[Entries pointing to named objects]
▬▬▬▬▬▬
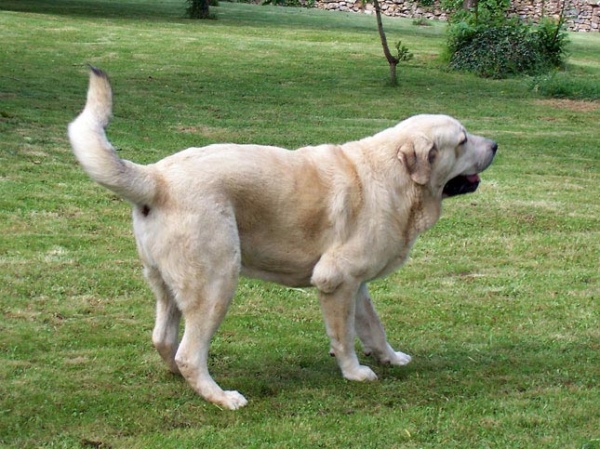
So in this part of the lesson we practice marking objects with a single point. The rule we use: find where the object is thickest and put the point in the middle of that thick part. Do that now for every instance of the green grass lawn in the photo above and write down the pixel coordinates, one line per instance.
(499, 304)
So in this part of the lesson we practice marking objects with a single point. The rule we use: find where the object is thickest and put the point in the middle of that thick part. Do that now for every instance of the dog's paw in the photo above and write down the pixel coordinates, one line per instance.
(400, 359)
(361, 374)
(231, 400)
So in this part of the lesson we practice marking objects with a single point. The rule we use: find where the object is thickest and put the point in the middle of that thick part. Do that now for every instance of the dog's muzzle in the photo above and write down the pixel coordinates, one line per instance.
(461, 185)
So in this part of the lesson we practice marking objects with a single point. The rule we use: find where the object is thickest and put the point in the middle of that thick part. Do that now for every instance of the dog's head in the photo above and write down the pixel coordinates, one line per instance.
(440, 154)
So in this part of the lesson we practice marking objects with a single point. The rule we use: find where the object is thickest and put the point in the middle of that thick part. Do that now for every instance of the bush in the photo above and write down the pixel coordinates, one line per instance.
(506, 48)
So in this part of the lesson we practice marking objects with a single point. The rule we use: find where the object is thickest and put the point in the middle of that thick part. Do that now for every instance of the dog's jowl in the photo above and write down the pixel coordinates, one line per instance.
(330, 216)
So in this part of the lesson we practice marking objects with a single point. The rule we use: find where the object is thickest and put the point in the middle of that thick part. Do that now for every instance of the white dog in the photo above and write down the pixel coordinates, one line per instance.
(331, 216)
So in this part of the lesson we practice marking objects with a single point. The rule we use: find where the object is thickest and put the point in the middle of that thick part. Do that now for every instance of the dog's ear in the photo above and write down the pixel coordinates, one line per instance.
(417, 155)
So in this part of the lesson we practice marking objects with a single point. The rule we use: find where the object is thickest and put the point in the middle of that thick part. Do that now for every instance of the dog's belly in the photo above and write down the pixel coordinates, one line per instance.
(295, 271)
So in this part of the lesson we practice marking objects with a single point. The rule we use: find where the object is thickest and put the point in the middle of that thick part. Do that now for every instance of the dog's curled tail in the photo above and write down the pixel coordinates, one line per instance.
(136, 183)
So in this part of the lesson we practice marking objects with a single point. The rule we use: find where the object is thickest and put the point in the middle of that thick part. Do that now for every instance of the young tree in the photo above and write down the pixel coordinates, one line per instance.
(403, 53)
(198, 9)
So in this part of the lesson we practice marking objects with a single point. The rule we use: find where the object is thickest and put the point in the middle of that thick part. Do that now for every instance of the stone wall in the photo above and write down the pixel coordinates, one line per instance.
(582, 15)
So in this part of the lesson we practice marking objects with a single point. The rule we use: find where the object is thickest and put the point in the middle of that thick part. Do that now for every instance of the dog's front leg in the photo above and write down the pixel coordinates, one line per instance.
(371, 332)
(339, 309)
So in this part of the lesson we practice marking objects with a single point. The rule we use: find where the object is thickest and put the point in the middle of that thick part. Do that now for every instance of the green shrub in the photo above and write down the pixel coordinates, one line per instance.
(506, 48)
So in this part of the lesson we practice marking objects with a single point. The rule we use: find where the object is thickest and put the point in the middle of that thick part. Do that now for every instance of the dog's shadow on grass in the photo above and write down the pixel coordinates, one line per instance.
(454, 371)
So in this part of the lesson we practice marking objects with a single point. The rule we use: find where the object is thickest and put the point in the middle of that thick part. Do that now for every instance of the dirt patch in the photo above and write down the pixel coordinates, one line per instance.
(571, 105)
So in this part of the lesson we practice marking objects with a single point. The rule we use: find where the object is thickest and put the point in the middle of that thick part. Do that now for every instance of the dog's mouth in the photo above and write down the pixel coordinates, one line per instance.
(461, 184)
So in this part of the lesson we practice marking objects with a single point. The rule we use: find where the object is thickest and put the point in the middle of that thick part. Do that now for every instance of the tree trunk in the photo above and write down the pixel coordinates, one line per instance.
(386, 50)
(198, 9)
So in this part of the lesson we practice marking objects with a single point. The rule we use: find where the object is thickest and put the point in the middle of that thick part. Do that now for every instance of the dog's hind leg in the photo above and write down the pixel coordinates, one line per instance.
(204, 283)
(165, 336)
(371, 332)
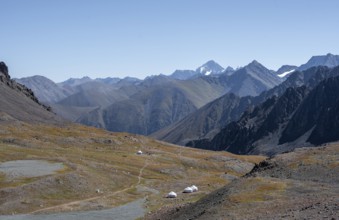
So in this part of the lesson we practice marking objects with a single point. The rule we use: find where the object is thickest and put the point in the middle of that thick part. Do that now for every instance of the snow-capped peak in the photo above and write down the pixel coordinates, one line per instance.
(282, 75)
▬▬▬▬▬▬
_Stated problem_
Copy out every line of the material above word for word, leaving out the pictures.

_Correct response_
So in this part of the lesson we practice marking objects with a single point. The rule we use: find where the object is thickest and put the point in the middle of that thick part. Do that now for every instance of the green grass lawn in the photo above and write down the pixel coordinates, one line per instance.
(499, 304)
So in this part of the lesson we practice marking objects with a single point. The rule we use: find where the object is thickest and put the point in the middle of that thick part. Do that now for every instance of the dog's paw in the photo above and write down the pixel coordinates, one line per instance.
(400, 359)
(361, 374)
(231, 400)
So in this part of the lesson we practice marking objects with a single point. The rule we use: find where the object is thickest and put the point in the middle of that thick part. Do that now for every instance of the dog's muzzle in the photo above and write down the pixel coordinates, one line per instance.
(461, 185)
So in this part of the lesson we practice marking objects with a single point. The rule we use: find where the object is thickest and put the point in the middle of that thick part. Do that now for every instance of the dog's head in the photo above and write down the pixel coordinates, one line per instance.
(440, 154)
So in this part of the lesson we practice marking objects with a single point. The rule we use: find where the object is thickest and put the point in the middle of that thick part. Do that now for every instance of the bush in the photo above and write down the pixel coordinates, one line per instance.
(506, 48)
So in this part of the lesson we practice marking objects with a single point. The rule we use: find where the object is thickest and put the point in the middle of that thick part. Do that now for every instance of the dog's jowl in the photo above and write down the pixel coordinates, one line per instance.
(330, 216)
So in this part of the lesson we practice marking objects with a single point. The rule we use: find where the object is thickest and put the point in the middle of that thick part. Do that now for every instance of the white dog in the photo above and write down the pixel coordinates, one line per instance.
(331, 216)
So in this part of the lesson we practice marking objects with a single point. The rule we use: find where the object is thickest and put the point in the middle of that thick part. Do that now for every instance of the dog's ear in the photo above and write down the pixel coordinates, one line per instance.
(417, 155)
So in this part of the lesson we practice marking objects with a single point. The rule we use: find where the object is thickest and put the point in the middle of that thick part. Do that now for every instance of the dog's belly in the photo above and write down the pixel coordinates, one line per instance.
(295, 271)
So in this part of the lesson we practice marking objects with a single point. The rule we use: find where the object is thickest and put the point in the middle of that thick part. Do that now for every instance of the dog's curled tail in the photo above and write down the pixel coordinates, one line per instance.
(136, 183)
So in this part of the lesson we practice marking objects with a single point. The rule we use: find where the object is thickest and put the point in the middle of that thick part. Do that now for every instance of the young tree in the photo above and write down the pixel coordinates, one line per instance.
(403, 53)
(198, 9)
So in this part of the lesson we practice marking objects with a single point. The rule we use: find where the object is thickest and put the point in the middle of that thick part. Do that now for every instance of the stone wall in the photo above and write down the pixel coordinates, one line per instance.
(582, 15)
So in this part of the lesson we practice marking objects with a single point. The rule we use: find where the object is thickest and put the point in the middle of that thick part. Do that now for every instance of the dog's front leg in the photo above and write down the pixel coordinates, one line per instance.
(371, 332)
(339, 309)
So in this part of the lesson we practice marking objects with a single point. The rule we use: find where the object is thickest and put the point in the middle of that thick part. Do that now for every instance of the green shrub in the photo above and write down the pixel coordinates, one line per instance.
(506, 48)
So in this part of the lesson we practice marking objects with a single point. The rule we use: find where the object is thickest and put the point in the middle of that thick part. Do that now for every instance of the dog's shadow on grass in the photo above and write down the pixel coordinates, one line per instance.
(454, 371)
So in this part of the lesson we practice marking objects with a single point. The rule we use: find where the object is thickest and put the point in the middle of that thick part. Do that now for every instance of the dirt patch in the photo above and write down the pixel coordinates, one line per instance.
(571, 105)
So in this part of the lesson we practice marking objects with a single point. The rule we use: find where the object is thickest and put the point in the middle of that thick part. Do that now for every instance of the dog's mouth in the photo above and write down the pixel coordinates, one line per instance.
(461, 184)
So in this part of the lesson we practice marking objects with a single point. The rule we use: find where the object is thickest and put the point in the middle of that thick part. Do that now for every instance of the tree trunk in the photo above and write down the pixel coordinates, one line per instance.
(386, 50)
(198, 9)
So in this part of the lesson we practice marking objects with a single point. The rule we use: find where the object is thickest and put the point in the middle of that thick part. Do that now for every instance of the dog's hind leg in the photo above and write down the pixel coordinates, one line per instance.
(204, 283)
(165, 336)
(371, 332)
So in this part of the lesson we practice marking objects with a single point. The rule we use: find where the object is thickest and put the point in the middle of that thick part. Do that now for every instance of the snow-capped peak in the photo above and write down the pixel coordinates, one line per instance.
(282, 75)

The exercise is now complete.